> _Do this_:
Update the card blog post from the words "More of the" through the words "talking Series Two.", swapping "Target" for "Walmart". Start with "More of the" and end after "talking Series Two.".

Wednesday, July 29, 2020

Trade Pile 6: #content

Work has been a bear the last week or so, so I'm a bit behind on posting. Seems like an appropriate time to add to the Trade Pile. #content 

Remember, if you want to claim the Trade Pile, comment on this post (and email me your address) and let me know what you plan to send my way from my want lists. I'm also always on the lookout for cards I don't own of my player collections. All you need to send is a single card I need and the entire stack is yours. 

2004 Topps Total Juan Uribe #594



1996 Topps Chrome Alex Rodriguez #3


2008 Upper Deck Baseball Heroes #188 Rodriguez/Jeter/Cano 




Monday, July 27, 2020

More of the Same

Earlier this month I walked away from a Target grocery run with several boxes of cards. I wrote about the first two boxes here and here, and today I'll recap the final one. This time we're talking Series Two.



I'll give it to you right at the top--none of the Series Two I opened held any hits, variations, or Luis Robert cards. If you're looking for those, you'd best stop reading now.

No, these boxes were pretty par from the course and included a steady diet of base cards and the occasional insert.

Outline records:
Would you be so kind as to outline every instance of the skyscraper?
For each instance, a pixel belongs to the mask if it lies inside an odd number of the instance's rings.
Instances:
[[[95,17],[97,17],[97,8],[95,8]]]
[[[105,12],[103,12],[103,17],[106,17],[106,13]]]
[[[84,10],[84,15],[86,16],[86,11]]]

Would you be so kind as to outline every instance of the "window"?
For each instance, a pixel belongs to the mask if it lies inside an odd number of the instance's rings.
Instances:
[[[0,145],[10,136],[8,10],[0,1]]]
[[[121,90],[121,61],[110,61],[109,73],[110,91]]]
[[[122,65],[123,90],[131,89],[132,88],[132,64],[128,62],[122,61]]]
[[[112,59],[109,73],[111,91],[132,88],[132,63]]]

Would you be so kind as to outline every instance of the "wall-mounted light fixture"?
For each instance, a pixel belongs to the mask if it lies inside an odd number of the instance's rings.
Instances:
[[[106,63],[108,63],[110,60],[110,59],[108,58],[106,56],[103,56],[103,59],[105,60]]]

> _Complete output_:
More of the Same

Earlier this month I walked away from a Walmart grocery run with several boxes of cards. I wrote about the first two boxes here and here, and today I'll recap the final one. This time we're talking Series Two.